● Stated exercise
Restate the complete material exactly.

● Pointing dataset records
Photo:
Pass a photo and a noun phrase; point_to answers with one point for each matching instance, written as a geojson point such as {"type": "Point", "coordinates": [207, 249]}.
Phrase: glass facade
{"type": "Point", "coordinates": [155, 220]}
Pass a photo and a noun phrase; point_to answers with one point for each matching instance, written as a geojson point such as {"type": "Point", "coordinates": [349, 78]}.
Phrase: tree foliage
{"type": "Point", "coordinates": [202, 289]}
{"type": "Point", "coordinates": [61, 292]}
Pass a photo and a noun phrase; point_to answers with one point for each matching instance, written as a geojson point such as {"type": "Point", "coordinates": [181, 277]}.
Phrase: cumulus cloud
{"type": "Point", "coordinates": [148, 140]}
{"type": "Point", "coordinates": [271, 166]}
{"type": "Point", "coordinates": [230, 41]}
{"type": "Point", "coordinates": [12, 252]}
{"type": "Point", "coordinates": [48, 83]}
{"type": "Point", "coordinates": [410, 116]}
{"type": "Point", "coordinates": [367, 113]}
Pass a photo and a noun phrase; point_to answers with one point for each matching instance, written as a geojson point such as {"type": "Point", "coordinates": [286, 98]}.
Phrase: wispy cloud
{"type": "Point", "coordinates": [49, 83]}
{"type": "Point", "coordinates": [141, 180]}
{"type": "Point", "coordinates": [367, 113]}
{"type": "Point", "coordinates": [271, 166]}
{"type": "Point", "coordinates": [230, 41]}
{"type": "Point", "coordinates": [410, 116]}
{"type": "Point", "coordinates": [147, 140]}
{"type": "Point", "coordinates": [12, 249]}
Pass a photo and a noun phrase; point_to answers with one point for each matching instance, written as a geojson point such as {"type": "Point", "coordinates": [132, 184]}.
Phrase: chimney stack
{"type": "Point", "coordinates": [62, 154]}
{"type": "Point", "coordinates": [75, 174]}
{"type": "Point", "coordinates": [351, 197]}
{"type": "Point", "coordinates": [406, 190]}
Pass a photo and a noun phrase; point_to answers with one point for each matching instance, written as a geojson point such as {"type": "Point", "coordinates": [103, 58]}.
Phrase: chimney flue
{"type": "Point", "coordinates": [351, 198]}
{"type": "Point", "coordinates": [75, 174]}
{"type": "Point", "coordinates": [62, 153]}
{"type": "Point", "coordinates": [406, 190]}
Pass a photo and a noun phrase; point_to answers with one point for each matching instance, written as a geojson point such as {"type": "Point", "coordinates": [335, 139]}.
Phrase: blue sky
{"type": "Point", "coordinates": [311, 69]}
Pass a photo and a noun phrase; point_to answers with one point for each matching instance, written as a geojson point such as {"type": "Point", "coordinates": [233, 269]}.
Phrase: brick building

● Solved exercise
Photo:
Pass a photo and a noun phrase; point_to answers with one point for each matching instance, written as a geojson point such as {"type": "Point", "coordinates": [207, 249]}.
Phrase: glass facade
{"type": "Point", "coordinates": [155, 220]}
Pass a photo and a noun phrase; point_to answers with one point for each matching instance, written as a geojson point such as {"type": "Point", "coordinates": [349, 78]}.
Phrase: tree foliage
{"type": "Point", "coordinates": [202, 289]}
{"type": "Point", "coordinates": [61, 292]}
Pass a photo and a noun phrase; point_to answers with one point for each matching instance, written as a geojson point such as {"type": "Point", "coordinates": [181, 277]}.
Phrase: cumulus cloud
{"type": "Point", "coordinates": [148, 140]}
{"type": "Point", "coordinates": [271, 166]}
{"type": "Point", "coordinates": [230, 41]}
{"type": "Point", "coordinates": [12, 252]}
{"type": "Point", "coordinates": [48, 83]}
{"type": "Point", "coordinates": [410, 116]}
{"type": "Point", "coordinates": [367, 113]}
Pass a photo and a noun phrase; point_to answers with one point for each matching instance, written as a geojson point such as {"type": "Point", "coordinates": [286, 98]}.
Phrase: wispy cloud
{"type": "Point", "coordinates": [49, 83]}
{"type": "Point", "coordinates": [141, 180]}
{"type": "Point", "coordinates": [367, 113]}
{"type": "Point", "coordinates": [271, 166]}
{"type": "Point", "coordinates": [230, 41]}
{"type": "Point", "coordinates": [410, 116]}
{"type": "Point", "coordinates": [147, 140]}
{"type": "Point", "coordinates": [12, 249]}
Pass a photo and a noun phrase; point_to answers with one point for each matching instance, written as a geojson point such as {"type": "Point", "coordinates": [132, 184]}.
Phrase: chimney stack
{"type": "Point", "coordinates": [62, 154]}
{"type": "Point", "coordinates": [75, 174]}
{"type": "Point", "coordinates": [351, 197]}
{"type": "Point", "coordinates": [406, 190]}
Pass a photo and a noun phrase; point_to answers with one point for each matching instance, written as a geojson point such as {"type": "Point", "coordinates": [103, 58]}.
Phrase: chimney flue
{"type": "Point", "coordinates": [351, 198]}
{"type": "Point", "coordinates": [75, 174]}
{"type": "Point", "coordinates": [62, 153]}
{"type": "Point", "coordinates": [406, 190]}
Pass a photo and a noun phrase; point_to answers with one point for each matching instance, written as a geojson point such as {"type": "Point", "coordinates": [335, 139]}.
Phrase: blue sky
{"type": "Point", "coordinates": [311, 69]}
Pass a photo and a noun phrase; point_to answers with one point for each matching instance, written as a geojson point such as {"type": "Point", "coordinates": [233, 269]}.
Phrase: brick building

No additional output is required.